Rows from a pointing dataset
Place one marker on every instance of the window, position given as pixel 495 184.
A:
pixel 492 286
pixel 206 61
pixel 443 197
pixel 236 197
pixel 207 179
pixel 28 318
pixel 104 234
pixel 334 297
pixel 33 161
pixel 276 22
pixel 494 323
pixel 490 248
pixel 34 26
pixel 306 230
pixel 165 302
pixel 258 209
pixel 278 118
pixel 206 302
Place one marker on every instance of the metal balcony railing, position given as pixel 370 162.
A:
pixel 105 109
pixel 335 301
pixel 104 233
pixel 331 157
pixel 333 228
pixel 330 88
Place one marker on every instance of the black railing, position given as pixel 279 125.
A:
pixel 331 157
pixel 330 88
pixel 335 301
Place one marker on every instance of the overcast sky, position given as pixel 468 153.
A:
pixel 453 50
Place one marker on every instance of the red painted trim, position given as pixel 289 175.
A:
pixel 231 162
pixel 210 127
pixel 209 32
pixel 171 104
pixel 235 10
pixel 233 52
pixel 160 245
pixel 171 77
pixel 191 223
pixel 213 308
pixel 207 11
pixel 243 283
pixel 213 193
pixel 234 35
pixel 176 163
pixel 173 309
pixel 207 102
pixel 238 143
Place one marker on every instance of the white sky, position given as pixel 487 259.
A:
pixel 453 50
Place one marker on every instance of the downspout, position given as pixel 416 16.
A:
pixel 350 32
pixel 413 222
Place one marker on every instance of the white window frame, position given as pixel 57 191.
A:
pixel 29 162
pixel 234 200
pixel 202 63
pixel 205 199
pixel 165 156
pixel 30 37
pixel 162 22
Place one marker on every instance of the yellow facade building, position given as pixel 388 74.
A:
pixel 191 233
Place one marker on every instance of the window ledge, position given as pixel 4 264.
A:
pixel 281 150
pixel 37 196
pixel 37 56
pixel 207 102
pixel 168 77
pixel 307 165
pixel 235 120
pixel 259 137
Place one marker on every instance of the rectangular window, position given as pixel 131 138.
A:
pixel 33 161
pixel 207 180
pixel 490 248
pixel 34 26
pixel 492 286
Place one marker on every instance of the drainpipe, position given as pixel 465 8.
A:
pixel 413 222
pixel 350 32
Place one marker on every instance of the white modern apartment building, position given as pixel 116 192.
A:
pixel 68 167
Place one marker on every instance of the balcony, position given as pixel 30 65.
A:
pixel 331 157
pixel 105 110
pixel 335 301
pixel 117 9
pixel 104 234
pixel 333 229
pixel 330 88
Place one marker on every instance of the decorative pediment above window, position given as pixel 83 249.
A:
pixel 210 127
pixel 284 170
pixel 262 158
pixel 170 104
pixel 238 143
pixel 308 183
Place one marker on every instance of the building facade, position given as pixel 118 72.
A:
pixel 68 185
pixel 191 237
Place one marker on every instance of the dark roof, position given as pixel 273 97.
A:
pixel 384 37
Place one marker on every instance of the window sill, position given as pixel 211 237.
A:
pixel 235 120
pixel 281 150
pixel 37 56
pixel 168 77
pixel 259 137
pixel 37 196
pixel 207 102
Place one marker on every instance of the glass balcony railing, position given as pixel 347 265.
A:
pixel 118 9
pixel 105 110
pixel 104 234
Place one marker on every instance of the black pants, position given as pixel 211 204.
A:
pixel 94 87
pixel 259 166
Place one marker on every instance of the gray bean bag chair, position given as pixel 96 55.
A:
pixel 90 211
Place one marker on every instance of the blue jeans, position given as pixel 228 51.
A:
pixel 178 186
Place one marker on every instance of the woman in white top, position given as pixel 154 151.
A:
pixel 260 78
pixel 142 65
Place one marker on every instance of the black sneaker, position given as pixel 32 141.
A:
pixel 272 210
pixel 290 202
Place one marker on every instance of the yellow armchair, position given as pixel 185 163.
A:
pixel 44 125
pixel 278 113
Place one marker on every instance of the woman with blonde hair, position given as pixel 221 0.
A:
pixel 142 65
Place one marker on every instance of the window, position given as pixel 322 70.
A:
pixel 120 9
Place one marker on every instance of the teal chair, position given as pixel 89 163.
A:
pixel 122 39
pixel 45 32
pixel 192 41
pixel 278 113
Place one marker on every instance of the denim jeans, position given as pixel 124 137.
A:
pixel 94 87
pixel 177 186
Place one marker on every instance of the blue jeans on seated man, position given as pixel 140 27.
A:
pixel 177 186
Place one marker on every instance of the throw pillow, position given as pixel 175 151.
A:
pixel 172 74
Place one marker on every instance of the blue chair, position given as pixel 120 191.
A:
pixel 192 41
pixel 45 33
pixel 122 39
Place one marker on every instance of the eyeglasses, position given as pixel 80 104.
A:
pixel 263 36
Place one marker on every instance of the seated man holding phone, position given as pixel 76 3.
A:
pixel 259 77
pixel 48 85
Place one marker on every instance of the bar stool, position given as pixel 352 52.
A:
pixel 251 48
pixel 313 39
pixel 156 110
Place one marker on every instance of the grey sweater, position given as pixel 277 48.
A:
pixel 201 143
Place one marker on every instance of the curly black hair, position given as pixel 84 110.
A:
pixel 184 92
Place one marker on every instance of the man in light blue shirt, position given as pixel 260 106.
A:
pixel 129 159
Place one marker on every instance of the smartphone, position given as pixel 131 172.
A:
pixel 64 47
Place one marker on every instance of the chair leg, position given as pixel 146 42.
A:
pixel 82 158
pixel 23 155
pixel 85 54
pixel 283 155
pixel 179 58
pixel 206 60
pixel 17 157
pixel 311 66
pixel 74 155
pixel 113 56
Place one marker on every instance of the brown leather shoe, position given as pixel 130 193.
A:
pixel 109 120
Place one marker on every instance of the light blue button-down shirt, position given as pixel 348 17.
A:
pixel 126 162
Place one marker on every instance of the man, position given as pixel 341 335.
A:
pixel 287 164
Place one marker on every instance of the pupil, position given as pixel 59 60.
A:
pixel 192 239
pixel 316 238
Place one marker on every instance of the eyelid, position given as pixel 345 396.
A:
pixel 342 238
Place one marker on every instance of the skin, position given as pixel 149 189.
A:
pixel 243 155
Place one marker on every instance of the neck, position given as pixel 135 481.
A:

---

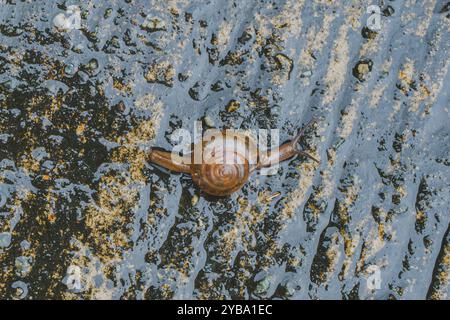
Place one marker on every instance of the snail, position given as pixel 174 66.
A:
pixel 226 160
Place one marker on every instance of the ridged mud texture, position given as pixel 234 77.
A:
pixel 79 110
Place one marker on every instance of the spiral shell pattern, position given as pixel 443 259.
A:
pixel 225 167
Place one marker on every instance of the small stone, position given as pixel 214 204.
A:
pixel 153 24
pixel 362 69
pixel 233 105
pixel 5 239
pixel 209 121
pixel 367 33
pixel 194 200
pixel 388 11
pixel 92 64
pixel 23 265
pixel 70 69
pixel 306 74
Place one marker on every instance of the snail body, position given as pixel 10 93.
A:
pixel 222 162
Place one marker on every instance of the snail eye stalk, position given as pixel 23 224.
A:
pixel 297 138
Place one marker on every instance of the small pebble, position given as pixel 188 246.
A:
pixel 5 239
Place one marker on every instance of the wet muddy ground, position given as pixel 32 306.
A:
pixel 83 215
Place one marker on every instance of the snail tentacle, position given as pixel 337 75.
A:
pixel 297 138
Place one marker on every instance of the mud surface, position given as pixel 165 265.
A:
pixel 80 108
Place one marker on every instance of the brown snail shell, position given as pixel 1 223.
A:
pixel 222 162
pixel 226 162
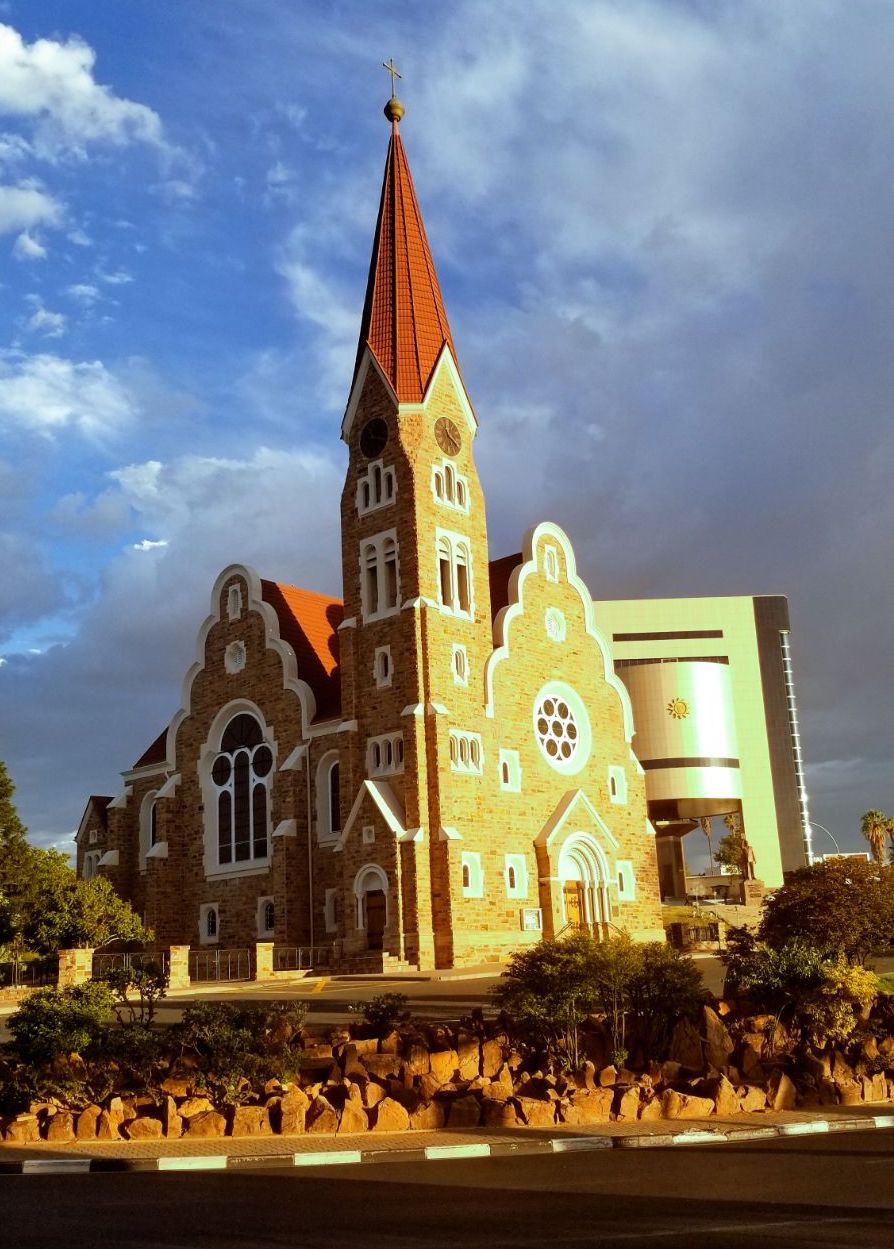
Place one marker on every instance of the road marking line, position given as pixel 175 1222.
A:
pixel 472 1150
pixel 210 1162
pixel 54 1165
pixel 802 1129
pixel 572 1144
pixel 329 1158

---

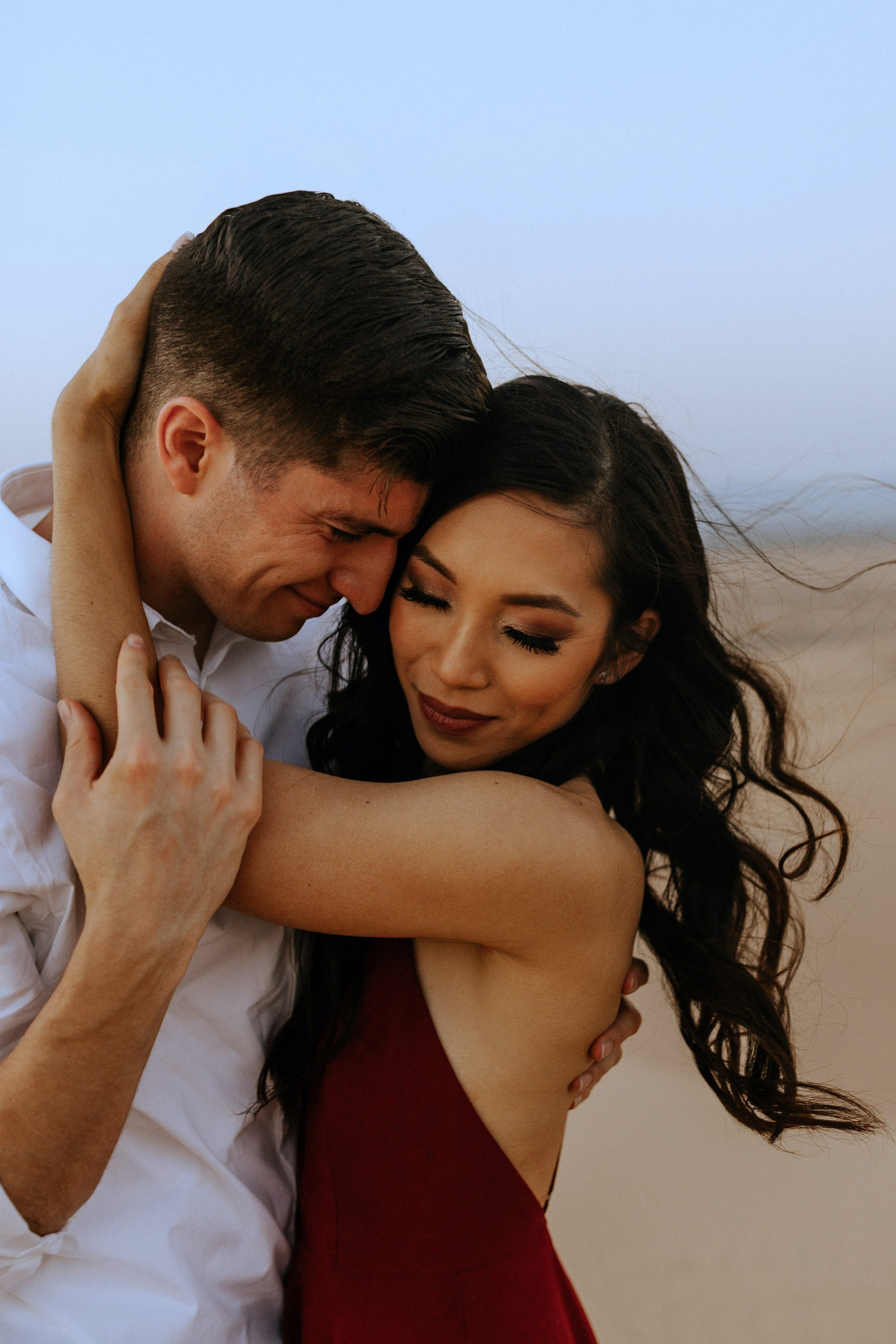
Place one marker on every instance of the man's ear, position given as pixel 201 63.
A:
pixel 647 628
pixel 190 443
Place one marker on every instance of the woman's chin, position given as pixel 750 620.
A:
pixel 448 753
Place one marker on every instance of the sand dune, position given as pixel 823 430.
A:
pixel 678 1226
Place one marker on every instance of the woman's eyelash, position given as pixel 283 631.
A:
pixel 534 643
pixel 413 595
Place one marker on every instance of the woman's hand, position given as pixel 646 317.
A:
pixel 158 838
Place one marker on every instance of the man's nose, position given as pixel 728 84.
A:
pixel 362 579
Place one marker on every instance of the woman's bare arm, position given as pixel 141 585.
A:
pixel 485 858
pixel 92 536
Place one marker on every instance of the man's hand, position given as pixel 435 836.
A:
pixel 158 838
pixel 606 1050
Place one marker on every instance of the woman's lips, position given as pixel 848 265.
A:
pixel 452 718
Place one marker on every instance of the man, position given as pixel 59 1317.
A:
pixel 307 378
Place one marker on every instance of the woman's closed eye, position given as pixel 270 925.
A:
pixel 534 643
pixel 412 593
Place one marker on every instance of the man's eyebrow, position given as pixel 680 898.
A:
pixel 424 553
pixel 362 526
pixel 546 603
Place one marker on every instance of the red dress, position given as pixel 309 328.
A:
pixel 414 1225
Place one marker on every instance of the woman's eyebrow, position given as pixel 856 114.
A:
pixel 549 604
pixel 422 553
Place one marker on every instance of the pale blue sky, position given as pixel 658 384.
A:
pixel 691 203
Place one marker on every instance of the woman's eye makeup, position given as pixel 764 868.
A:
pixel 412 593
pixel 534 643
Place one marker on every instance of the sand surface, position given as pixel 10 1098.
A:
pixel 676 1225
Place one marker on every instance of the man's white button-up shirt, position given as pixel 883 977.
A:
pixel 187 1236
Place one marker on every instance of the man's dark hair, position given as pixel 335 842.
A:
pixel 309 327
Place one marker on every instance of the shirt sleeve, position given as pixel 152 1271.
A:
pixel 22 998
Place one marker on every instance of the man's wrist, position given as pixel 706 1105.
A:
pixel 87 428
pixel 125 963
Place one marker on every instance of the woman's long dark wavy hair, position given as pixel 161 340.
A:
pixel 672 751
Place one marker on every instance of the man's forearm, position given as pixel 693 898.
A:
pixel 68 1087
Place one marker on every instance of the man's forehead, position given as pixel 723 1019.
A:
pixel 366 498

What you should do: Copy out the records starting at the line that contains "Place one marker on every instance of the man's nose, position" and ending at the line that contains "pixel 546 603", switching each "marker" to "point" and leaving everything else unchanged.

Exercise answer:
Place one point on every instance of the man's nose, position given as pixel 728 84.
A:
pixel 362 579
Place one point on every instance of the woman's bare arm, position given as pixel 141 585.
A:
pixel 485 858
pixel 92 536
Place one point on every instance of the man's hand, position given as pixel 435 836.
A:
pixel 158 838
pixel 606 1050
Place one point on every instance of the woman's lips, position given as pixel 848 265.
A:
pixel 452 718
Place one point on every instance of the man, position given as pixel 59 1317.
A:
pixel 307 378
Place one point on every instance of the woman's closed eye, position given as pixel 270 925.
A:
pixel 534 643
pixel 412 593
Place one point on every instance of the man's eyebrow, position given as pixel 680 898.
A:
pixel 424 553
pixel 362 526
pixel 546 603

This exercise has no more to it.